WHAT NEEDS TO BE DONE
Starting at the line that contains "Exercise. Mark the black", print every remaining line of the entries, unchanged, and output nothing more.

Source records
________________________________________

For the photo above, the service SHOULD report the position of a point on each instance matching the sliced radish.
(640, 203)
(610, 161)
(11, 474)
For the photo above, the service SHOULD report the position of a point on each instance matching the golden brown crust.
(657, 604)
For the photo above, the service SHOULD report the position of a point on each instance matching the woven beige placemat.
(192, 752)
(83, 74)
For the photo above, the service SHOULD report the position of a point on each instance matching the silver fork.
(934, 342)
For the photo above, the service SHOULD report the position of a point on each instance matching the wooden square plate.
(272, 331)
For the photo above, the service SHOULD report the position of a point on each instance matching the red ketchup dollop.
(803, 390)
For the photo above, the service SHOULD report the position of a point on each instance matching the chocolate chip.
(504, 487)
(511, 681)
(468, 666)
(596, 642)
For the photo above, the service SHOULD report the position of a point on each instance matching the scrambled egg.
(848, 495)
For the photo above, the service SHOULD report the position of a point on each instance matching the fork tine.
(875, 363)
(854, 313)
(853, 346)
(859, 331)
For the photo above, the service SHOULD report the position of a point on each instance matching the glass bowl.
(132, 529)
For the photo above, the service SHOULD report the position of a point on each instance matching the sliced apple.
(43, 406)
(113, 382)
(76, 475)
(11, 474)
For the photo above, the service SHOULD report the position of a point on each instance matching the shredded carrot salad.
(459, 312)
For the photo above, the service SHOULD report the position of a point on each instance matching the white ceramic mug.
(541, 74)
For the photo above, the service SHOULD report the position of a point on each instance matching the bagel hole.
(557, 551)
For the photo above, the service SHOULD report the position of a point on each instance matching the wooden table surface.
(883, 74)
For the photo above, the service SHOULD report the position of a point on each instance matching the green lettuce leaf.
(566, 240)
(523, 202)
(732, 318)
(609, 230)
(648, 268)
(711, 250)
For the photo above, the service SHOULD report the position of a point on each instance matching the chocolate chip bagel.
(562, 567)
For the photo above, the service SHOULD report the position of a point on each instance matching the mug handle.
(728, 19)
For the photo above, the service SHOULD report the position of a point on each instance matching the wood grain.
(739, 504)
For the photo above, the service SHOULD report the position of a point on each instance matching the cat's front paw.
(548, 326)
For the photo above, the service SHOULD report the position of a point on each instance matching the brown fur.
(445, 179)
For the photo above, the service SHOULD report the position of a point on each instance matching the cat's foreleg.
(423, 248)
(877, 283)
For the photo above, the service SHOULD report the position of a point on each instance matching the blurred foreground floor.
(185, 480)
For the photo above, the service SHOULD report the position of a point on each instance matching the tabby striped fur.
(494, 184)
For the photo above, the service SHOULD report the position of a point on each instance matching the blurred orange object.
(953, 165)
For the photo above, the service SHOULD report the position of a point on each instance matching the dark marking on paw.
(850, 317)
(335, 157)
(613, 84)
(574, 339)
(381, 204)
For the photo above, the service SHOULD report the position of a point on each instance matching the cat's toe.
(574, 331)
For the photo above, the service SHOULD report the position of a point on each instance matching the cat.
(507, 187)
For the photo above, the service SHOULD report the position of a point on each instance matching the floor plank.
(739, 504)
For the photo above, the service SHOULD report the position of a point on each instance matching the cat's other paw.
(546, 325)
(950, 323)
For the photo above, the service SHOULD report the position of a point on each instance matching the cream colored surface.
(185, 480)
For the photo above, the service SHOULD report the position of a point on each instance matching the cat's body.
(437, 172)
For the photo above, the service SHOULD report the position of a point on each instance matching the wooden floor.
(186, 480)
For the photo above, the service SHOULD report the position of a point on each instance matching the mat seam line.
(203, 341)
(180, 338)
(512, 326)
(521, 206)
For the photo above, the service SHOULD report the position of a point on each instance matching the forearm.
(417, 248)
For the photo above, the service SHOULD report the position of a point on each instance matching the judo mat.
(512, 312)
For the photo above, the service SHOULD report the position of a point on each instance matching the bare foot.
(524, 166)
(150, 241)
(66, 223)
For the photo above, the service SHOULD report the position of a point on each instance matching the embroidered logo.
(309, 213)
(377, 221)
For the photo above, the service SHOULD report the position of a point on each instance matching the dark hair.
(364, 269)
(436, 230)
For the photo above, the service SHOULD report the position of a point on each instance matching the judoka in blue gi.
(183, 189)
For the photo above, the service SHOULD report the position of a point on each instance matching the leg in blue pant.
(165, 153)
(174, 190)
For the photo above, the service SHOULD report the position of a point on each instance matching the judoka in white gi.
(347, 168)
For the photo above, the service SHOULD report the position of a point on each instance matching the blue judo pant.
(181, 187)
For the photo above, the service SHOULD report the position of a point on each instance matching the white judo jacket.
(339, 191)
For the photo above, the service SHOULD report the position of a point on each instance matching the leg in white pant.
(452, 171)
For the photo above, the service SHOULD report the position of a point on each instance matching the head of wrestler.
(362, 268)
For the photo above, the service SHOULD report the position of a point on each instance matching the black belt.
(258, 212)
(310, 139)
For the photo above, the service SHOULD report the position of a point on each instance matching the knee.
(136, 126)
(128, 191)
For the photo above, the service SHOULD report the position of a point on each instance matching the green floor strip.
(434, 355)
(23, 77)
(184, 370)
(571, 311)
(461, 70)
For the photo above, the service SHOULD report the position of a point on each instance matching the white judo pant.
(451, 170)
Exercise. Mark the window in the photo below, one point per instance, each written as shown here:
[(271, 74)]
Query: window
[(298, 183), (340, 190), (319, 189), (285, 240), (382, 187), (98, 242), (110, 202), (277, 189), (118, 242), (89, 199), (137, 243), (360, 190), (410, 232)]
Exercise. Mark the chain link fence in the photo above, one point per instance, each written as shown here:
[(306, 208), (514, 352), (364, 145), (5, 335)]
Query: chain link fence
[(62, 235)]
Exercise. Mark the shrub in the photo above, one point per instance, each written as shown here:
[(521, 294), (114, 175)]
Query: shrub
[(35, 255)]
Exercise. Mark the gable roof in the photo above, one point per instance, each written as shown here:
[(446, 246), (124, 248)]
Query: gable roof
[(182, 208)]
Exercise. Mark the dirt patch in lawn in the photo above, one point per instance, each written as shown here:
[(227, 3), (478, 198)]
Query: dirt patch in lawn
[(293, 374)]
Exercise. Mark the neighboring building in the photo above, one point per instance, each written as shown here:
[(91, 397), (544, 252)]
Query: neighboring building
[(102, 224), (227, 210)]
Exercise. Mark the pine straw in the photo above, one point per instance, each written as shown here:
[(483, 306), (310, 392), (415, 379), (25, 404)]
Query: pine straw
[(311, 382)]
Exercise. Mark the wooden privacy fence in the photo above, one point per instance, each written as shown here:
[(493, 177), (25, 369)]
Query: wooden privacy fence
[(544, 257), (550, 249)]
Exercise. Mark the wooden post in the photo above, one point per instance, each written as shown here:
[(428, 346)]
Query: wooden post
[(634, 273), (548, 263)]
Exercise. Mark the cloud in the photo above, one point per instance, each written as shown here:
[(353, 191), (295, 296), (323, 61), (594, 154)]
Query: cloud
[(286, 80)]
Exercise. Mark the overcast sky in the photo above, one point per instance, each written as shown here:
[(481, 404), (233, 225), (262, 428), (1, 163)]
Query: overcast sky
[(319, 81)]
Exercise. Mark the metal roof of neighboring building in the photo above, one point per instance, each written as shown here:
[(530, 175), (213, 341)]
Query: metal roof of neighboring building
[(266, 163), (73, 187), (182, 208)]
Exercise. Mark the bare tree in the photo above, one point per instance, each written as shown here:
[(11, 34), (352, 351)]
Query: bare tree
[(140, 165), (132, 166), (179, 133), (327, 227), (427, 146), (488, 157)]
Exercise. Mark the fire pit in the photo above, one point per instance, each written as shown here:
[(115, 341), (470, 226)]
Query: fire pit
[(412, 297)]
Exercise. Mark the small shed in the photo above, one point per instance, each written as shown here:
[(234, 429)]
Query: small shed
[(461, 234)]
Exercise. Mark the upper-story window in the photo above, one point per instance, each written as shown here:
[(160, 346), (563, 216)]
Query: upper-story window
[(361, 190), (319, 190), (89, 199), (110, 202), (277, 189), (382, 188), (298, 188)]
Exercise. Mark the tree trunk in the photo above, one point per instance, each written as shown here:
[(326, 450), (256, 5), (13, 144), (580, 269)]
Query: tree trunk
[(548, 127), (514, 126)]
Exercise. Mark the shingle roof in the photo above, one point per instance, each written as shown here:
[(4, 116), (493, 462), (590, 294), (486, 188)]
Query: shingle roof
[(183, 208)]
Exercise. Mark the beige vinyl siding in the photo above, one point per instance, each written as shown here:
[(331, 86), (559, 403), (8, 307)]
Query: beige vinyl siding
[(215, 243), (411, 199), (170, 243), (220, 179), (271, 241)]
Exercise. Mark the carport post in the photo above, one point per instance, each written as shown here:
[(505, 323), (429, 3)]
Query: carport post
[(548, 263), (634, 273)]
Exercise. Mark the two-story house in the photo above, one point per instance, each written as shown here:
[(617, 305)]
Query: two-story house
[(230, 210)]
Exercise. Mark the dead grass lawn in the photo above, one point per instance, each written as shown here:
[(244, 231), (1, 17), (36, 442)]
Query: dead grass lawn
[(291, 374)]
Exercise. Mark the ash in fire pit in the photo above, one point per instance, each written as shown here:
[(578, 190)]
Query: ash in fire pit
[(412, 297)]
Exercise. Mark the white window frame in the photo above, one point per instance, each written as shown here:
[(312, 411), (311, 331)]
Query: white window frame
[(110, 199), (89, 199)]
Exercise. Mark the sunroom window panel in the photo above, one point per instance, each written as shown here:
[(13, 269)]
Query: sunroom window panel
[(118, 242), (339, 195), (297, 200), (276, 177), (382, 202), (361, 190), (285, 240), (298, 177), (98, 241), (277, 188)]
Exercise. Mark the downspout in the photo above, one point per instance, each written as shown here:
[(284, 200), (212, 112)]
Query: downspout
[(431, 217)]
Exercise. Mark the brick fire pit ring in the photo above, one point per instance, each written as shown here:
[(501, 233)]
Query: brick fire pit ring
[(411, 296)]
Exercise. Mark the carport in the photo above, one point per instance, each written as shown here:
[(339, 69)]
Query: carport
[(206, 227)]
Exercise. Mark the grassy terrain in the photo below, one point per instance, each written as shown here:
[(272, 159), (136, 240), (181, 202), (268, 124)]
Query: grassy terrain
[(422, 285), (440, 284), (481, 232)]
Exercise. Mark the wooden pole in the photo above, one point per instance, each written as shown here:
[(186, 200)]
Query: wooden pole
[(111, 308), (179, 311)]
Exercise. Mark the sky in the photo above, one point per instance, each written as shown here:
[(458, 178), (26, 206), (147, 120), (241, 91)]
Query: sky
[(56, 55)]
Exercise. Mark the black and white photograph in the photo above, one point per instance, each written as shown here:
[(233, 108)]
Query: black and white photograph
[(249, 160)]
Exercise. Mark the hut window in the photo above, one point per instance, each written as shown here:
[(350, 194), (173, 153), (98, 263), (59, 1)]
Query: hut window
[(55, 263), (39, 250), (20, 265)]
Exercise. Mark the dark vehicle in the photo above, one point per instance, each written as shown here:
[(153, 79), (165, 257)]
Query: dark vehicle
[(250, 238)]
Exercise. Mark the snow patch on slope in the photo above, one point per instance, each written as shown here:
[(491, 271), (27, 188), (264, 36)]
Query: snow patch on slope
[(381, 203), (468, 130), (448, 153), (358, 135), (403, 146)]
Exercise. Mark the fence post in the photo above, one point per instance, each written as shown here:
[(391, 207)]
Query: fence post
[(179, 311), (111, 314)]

________________________________________

SOLUTION
Exercise. Mark the black and white photograph in the photo above, one point per instance, each written as shown here:
[(233, 108)]
Query: black and white photograph
[(249, 160)]
Exercise. Mark the hut window in the photo above, one point per instance, each written as shown here:
[(350, 194), (173, 153), (98, 263), (59, 1)]
Query: hut window
[(55, 263), (39, 250), (20, 265)]
Exercise. Mark the dark vehicle in the photo above, one point per instance, each written as shown here:
[(153, 79), (165, 257)]
Query: dark vehicle
[(250, 238)]
Exercise. Mark the snow patch on slope in the photo above, one point per instance, each written as shown here:
[(491, 271), (27, 188), (264, 36)]
Query: snow patch on slope
[(381, 203), (468, 130), (448, 153), (358, 135), (403, 146)]
Exercise. Mark the fence post in the photo above, one point per instance, each written as shown here:
[(391, 207)]
Query: fence post
[(179, 311), (111, 314)]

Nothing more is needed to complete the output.